▶ **Problem requirements**
Copy out only the rows between the lines holding "Task: Where can the man in" and "x=160, y=103", inclusive, keeping every line, and shift each coordinate in the answers up by 39.

▶ **Entries shown**
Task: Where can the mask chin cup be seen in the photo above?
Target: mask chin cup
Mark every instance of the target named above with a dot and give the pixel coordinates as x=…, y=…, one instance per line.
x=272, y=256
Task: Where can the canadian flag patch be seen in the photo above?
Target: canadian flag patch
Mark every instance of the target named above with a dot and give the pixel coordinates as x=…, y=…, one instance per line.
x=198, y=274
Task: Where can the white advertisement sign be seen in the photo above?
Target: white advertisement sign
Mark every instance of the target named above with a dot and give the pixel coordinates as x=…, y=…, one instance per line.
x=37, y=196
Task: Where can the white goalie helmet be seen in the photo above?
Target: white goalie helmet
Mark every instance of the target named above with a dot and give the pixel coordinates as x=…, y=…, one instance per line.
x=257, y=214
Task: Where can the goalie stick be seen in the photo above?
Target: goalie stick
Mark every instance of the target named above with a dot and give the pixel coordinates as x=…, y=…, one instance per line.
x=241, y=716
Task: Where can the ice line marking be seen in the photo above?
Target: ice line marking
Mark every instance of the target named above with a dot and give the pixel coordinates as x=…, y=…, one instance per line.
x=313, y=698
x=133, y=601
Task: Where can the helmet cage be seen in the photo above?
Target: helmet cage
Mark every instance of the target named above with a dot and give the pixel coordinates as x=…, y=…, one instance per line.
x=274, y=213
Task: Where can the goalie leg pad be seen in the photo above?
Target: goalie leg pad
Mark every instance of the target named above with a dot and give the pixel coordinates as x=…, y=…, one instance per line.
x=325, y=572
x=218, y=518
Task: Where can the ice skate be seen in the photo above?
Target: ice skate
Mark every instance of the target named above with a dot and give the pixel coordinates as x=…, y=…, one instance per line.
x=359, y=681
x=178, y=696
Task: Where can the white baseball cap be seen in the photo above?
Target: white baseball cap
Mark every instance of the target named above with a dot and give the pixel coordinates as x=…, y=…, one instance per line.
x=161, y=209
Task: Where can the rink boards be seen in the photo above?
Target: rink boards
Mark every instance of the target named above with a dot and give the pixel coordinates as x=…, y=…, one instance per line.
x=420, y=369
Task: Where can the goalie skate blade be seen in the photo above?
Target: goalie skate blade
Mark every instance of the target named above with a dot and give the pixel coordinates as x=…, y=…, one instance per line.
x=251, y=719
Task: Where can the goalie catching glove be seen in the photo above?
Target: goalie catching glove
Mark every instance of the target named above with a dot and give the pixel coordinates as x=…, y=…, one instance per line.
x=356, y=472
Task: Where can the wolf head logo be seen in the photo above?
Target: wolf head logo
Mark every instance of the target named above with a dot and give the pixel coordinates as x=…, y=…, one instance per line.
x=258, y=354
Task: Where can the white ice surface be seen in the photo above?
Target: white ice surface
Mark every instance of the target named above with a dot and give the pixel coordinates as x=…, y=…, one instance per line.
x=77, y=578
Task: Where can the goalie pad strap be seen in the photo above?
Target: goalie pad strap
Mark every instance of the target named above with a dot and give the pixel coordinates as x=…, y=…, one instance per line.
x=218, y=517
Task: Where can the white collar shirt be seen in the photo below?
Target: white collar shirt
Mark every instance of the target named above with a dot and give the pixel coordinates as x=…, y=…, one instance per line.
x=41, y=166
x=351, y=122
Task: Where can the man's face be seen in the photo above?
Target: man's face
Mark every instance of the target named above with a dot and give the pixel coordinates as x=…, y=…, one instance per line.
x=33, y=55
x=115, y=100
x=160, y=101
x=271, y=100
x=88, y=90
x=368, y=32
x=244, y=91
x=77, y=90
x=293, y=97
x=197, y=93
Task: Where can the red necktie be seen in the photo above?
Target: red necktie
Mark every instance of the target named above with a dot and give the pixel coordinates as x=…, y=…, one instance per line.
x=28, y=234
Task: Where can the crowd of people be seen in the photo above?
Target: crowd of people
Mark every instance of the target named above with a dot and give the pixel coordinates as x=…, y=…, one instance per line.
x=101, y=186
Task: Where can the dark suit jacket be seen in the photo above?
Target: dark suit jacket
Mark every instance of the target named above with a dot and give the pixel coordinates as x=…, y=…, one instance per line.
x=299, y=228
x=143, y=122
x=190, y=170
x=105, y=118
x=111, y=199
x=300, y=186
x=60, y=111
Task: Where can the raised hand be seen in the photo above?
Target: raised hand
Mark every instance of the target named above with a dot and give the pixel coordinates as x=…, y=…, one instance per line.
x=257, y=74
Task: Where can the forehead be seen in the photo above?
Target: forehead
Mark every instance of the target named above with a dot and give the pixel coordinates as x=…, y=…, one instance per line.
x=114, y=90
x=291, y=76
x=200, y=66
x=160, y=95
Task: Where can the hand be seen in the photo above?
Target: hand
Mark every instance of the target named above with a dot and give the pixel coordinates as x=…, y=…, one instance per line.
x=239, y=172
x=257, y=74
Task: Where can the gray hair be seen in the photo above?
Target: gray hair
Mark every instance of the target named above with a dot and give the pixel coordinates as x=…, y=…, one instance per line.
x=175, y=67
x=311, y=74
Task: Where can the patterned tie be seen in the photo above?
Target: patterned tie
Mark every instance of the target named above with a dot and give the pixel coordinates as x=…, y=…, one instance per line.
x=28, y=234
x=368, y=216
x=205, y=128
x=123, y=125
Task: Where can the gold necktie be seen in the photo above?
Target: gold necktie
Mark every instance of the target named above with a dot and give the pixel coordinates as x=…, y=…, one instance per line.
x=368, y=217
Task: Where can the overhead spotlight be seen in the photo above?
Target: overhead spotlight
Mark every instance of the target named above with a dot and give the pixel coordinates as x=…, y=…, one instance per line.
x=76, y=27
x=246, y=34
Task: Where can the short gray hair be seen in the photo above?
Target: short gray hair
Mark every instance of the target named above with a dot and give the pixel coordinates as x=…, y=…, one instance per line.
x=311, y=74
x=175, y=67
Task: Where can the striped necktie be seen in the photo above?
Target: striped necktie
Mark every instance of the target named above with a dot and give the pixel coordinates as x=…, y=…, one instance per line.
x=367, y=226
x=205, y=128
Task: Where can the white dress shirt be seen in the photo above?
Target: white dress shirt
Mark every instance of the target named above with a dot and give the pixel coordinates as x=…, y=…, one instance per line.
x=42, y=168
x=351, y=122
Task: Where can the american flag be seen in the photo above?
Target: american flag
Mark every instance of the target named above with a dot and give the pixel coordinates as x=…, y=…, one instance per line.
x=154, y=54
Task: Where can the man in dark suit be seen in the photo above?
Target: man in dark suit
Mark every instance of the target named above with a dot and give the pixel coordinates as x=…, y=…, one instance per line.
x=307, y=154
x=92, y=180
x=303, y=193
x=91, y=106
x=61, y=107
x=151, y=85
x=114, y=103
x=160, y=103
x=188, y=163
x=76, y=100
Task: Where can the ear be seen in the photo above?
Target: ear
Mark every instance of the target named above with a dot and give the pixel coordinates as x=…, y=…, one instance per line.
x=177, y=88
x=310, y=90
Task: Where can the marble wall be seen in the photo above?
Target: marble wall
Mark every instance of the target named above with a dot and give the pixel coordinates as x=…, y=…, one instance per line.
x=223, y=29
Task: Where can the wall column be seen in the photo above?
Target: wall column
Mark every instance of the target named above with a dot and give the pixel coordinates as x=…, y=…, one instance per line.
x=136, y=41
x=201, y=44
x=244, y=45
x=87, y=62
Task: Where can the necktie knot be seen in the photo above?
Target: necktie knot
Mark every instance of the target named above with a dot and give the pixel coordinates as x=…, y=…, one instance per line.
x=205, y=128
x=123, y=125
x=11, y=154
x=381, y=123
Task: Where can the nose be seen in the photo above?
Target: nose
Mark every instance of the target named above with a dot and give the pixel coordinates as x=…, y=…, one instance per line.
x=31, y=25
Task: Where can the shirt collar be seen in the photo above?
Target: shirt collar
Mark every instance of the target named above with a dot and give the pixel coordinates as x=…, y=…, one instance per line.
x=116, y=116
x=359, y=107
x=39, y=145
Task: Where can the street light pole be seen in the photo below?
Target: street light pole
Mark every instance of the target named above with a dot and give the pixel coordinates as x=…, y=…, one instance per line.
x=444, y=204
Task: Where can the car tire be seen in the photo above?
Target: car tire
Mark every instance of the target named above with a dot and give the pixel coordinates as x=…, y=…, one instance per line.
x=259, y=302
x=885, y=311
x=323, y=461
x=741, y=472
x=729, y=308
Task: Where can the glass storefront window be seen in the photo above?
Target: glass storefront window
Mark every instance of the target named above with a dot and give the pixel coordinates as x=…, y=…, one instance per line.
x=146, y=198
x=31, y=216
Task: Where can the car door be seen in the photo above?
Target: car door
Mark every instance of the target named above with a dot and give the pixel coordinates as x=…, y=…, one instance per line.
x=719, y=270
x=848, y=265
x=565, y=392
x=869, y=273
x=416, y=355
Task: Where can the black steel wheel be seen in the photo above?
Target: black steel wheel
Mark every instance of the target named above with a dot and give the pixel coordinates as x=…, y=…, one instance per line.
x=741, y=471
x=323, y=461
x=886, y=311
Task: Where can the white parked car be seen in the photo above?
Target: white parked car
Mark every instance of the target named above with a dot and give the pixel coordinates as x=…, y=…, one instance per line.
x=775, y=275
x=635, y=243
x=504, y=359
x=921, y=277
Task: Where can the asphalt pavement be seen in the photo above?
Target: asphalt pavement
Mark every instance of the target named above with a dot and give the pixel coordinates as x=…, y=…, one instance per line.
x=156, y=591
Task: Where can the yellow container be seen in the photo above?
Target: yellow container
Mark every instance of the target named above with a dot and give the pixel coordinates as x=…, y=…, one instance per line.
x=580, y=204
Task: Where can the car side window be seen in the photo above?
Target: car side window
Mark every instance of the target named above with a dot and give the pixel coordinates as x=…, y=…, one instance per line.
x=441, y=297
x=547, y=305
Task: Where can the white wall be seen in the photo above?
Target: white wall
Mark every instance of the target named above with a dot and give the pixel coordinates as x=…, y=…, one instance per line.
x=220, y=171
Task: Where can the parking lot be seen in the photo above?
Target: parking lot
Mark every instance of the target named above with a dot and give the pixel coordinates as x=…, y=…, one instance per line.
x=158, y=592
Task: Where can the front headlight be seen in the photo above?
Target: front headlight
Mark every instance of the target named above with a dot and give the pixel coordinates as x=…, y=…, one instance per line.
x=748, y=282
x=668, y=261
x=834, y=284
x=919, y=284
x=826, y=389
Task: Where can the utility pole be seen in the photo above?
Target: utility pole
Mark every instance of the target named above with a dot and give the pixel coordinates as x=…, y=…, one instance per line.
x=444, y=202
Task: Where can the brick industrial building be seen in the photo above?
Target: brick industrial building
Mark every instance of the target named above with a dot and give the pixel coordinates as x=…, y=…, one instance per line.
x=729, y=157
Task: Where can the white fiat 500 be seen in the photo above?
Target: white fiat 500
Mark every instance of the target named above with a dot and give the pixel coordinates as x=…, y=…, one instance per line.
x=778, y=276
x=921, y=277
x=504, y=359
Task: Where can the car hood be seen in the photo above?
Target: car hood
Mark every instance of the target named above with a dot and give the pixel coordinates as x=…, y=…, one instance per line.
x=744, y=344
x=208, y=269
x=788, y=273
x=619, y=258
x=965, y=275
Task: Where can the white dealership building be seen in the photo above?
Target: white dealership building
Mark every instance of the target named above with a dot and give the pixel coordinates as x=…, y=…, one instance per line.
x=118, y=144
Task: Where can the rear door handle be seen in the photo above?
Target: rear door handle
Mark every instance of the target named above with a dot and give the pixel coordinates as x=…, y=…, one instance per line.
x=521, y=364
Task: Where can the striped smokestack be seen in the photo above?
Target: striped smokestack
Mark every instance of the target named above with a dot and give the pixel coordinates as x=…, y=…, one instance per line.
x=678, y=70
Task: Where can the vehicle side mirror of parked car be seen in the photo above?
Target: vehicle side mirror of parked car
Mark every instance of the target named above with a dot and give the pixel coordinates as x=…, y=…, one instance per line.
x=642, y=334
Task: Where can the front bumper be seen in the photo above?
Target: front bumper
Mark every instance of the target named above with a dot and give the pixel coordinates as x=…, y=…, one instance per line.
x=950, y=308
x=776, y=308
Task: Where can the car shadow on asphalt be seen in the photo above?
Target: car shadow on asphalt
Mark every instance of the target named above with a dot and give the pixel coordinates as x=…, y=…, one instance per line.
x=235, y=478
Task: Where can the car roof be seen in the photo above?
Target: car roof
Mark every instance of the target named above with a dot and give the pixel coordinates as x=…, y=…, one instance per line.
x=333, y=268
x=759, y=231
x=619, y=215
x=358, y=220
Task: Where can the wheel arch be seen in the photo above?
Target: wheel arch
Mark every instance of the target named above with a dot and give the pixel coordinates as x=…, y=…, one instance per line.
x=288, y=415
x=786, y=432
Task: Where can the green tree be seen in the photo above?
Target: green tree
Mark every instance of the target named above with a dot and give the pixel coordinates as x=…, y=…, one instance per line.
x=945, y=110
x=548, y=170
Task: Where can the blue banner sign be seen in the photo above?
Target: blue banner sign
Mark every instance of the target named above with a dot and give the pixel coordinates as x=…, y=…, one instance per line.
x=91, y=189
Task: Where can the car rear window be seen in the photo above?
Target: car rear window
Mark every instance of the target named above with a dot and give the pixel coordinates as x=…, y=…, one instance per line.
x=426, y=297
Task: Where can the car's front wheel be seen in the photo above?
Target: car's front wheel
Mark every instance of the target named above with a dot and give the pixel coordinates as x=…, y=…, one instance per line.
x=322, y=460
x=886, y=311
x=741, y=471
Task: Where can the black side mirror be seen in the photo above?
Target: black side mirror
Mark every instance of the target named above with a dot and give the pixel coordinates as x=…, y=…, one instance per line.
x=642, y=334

▶ **Exercise response**
Task: Where can the man in dark suit be seen in the photo above?
Target: man in dark suit
Mark every instance of the target named above with a dot and give the pixel coordinates as x=…, y=…, one instance per line.
x=346, y=193
x=131, y=219
x=342, y=232
x=130, y=145
x=100, y=146
x=190, y=124
x=153, y=142
x=199, y=142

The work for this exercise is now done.